WHAT THE TASK REQUIRES: Please write out all the entries below again, requests included, and scale every x,y coordinate in the answers by 2.2, rounding each result to a whole number with halves going up.

DATA ROWS:
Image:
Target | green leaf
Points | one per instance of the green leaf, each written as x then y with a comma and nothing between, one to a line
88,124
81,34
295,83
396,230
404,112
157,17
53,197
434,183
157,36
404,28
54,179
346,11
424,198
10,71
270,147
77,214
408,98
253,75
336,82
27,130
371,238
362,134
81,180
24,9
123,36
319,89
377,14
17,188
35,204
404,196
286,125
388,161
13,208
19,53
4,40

TASK RESPONSE:
Image:
Target | green leaf
Points | one per instance of the green leaf, each written as x then y with a comma and nothing between, one to a line
194,273
178,75
649,183
871,506
889,246
345,37
117,433
955,403
345,79
889,62
119,394
761,24
933,436
22,156
594,323
169,471
898,216
557,165
739,180
59,286
816,524
796,295
178,396
53,20
271,79
702,196
829,31
37,414
77,449
889,431
629,275
854,354
29,458
42,117
9,88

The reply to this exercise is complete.